» Activity
Return every line from the records below with the string "feather".

» Exercise input
· · · · ·
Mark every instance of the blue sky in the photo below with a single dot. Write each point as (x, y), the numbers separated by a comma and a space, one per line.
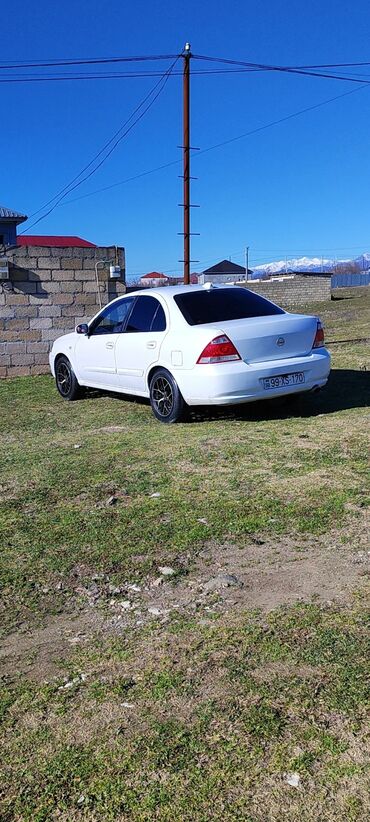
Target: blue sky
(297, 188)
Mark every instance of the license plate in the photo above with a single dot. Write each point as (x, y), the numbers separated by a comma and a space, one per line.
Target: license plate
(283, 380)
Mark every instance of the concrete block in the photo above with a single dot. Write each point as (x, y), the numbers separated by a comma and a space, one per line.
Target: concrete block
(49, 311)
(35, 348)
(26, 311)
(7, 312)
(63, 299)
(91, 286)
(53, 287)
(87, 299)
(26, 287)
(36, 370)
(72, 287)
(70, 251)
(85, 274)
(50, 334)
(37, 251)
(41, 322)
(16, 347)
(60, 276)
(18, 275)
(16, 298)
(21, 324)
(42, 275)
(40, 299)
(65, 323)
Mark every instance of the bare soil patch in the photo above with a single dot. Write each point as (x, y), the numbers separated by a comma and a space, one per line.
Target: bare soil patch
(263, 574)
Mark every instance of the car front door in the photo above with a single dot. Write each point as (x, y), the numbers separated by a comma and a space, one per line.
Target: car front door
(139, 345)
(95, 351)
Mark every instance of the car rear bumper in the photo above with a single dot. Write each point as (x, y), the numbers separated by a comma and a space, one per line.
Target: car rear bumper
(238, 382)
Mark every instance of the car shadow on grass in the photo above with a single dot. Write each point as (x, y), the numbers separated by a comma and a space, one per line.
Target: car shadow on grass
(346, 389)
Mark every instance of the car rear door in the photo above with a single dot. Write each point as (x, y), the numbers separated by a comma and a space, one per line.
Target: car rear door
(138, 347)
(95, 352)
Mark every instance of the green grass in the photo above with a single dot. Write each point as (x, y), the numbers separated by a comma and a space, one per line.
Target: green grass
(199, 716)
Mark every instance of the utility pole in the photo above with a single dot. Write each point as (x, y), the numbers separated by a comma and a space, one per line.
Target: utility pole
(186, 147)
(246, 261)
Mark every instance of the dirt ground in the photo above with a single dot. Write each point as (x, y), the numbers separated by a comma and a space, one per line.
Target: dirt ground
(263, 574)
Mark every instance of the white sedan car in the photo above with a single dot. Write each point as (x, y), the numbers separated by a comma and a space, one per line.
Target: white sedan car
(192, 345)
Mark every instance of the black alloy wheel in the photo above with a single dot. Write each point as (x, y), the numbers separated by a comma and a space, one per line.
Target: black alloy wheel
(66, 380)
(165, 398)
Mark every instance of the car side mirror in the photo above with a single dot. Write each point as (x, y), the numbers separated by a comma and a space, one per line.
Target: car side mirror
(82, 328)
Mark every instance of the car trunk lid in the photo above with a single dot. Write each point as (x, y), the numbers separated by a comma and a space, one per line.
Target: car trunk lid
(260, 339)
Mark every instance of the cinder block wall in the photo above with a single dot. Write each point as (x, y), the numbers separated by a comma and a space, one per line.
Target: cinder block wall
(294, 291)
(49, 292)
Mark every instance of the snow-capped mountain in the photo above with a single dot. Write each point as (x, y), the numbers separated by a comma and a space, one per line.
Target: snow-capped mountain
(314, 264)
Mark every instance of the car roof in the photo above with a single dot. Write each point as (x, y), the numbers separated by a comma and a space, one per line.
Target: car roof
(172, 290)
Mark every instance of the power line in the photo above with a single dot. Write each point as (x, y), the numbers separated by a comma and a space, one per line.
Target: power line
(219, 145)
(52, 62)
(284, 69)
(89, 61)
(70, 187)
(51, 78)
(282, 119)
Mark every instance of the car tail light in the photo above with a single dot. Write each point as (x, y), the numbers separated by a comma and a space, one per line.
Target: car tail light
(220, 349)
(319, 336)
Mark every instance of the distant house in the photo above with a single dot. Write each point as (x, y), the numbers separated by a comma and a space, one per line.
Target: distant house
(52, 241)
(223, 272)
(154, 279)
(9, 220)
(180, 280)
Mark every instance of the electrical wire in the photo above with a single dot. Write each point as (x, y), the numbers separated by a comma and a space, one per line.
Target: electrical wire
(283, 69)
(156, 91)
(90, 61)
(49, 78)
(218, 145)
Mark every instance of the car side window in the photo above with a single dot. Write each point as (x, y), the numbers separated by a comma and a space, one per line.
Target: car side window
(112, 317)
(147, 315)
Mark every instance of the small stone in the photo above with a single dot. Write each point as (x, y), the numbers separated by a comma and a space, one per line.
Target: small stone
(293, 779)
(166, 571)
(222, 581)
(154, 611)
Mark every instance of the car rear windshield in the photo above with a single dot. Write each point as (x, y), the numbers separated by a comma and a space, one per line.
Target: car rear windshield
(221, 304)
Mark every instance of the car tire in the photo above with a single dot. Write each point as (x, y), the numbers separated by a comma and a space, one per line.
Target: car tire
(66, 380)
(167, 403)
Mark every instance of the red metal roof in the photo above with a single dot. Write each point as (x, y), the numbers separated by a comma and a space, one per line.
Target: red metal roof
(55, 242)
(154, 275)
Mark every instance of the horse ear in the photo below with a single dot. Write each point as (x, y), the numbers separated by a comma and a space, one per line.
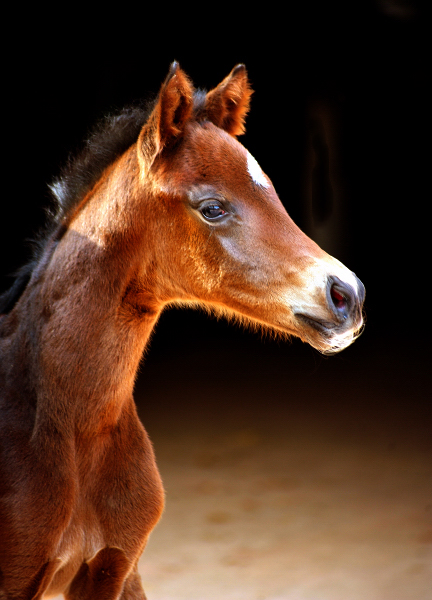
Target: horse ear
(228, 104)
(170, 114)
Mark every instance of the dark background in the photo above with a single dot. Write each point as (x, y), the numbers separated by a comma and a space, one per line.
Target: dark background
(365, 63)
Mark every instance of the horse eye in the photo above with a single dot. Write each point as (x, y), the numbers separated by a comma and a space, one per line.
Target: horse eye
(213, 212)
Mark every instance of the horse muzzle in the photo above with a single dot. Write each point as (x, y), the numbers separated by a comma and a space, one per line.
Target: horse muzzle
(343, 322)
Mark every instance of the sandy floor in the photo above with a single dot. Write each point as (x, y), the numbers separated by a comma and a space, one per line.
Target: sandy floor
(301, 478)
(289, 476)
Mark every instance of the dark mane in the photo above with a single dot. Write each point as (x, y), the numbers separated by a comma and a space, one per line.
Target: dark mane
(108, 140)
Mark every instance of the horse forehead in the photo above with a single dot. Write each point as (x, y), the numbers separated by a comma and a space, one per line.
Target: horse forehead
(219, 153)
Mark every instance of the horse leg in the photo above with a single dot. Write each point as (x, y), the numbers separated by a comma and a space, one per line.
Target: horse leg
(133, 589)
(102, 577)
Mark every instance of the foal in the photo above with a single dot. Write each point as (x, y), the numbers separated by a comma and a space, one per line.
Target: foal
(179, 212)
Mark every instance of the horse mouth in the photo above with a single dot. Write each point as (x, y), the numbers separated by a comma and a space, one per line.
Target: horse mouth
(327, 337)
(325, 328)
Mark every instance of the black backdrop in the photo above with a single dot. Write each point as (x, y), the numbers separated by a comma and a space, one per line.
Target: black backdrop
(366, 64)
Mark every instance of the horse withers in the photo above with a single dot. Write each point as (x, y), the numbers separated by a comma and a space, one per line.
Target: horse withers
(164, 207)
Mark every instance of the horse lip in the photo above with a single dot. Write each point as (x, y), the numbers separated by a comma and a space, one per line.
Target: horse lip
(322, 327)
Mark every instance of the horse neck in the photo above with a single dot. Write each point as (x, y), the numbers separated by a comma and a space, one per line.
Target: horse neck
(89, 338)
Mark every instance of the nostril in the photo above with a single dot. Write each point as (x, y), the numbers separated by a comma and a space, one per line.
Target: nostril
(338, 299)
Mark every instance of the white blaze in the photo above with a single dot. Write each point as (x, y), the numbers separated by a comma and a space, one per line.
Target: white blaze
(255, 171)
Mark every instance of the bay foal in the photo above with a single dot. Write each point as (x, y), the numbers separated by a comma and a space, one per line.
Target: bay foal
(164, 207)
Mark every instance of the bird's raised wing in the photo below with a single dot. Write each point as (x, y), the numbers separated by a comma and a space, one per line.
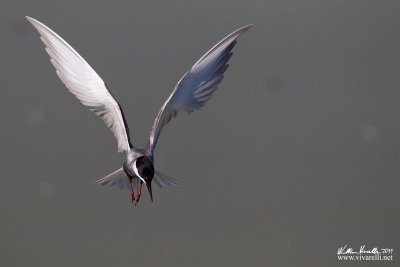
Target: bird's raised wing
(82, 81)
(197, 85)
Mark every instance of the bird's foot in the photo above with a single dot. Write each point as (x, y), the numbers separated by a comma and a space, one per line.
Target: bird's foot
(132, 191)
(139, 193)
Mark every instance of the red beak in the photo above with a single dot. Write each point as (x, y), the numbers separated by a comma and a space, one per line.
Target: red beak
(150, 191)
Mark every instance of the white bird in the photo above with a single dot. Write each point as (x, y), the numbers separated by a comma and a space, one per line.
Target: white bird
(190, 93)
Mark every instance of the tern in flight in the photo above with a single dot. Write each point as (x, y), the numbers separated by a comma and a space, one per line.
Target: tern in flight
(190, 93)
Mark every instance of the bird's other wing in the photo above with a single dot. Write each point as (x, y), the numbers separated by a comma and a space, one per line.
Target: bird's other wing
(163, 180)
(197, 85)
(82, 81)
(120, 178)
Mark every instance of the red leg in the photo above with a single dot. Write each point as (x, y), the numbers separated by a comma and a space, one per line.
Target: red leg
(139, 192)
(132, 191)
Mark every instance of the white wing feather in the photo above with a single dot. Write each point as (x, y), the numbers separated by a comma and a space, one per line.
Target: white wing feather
· · · · ·
» Exercise answer
Mark every instance of the white wing feather in the photo above with a single dot. Write each point as (x, y), the numbers separated by a comma and a space, one per line.
Target: white wing feather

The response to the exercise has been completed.